### Task brief:
Answer these questions using the passage about women and the Fallen girl.
1. What does the passage say made women organized, active and focused?
2. When does the passage say the man became active?
3. Which four women are named as role models of the Fallen girl?

***** Provided passage

Women were organized, active and focused by their natural gift of virginity, menstruation and menopause. They searched for identity since they knew they have one. The man was even unconscious about that. He  became active only when provoked by women.

The level of consciousness of the males changed due to Fallen girl. The Fallen girl had the role models of Anna Karenina, Moll Flanders, Constance Chatterley  and Madam Bovary. All these women had flouted the prescribed norms of the society and lived their life in their own way. The society looked with awe, but did not dare to condemn them. The readers loved them. Atwood would appreciate them for being Bad Women. They did not care two figs about anybody's opinion. They were all part of a stream, which was not unidirectional. Magnanimity and meanness are unconfined. The Fallen women had more magnanimity.

**********
***** Entries supplied

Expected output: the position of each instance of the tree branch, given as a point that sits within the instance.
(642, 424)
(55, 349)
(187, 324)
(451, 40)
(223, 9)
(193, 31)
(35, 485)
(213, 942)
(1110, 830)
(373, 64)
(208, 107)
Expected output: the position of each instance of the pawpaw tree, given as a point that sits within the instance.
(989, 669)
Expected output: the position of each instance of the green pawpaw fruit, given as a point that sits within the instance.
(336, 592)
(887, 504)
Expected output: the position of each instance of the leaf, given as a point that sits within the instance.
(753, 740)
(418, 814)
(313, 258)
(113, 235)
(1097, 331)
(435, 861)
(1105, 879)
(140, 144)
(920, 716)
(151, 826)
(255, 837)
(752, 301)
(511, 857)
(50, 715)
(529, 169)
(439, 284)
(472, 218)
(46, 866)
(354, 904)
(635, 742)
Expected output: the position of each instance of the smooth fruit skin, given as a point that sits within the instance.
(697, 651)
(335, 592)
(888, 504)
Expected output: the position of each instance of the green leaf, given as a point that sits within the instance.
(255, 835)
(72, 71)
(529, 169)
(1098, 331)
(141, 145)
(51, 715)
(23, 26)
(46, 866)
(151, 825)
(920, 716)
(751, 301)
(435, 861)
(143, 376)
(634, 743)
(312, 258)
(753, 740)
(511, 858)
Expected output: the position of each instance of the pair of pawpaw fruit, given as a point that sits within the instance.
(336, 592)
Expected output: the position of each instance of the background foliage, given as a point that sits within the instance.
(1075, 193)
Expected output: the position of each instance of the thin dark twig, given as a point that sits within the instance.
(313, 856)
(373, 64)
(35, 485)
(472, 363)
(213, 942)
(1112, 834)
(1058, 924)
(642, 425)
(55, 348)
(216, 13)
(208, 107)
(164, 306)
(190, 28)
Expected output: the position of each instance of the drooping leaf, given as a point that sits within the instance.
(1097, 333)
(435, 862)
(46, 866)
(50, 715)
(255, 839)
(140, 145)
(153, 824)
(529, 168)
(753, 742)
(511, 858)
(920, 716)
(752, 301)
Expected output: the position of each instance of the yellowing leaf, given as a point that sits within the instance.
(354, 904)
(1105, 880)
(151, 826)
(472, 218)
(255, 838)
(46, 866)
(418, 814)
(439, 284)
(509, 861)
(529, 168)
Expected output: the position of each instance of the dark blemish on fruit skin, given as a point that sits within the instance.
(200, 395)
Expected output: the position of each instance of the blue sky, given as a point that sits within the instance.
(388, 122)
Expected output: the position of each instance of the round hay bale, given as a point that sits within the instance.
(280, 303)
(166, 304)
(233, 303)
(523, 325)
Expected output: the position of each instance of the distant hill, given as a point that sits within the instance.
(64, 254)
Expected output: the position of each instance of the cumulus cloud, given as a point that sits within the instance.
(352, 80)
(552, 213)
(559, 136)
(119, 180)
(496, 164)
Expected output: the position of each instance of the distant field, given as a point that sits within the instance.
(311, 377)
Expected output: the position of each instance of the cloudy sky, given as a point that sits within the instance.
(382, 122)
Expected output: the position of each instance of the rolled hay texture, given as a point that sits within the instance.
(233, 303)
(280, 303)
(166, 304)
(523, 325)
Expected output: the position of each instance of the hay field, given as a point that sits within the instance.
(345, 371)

**********

### Solved exercise:
1. Their natural gift of virginity, menstruation and menopause.
2. Only when provoked by women.
3. Anna Karenina, Moll Flanders, Constance Chatterley and Madam Bovary.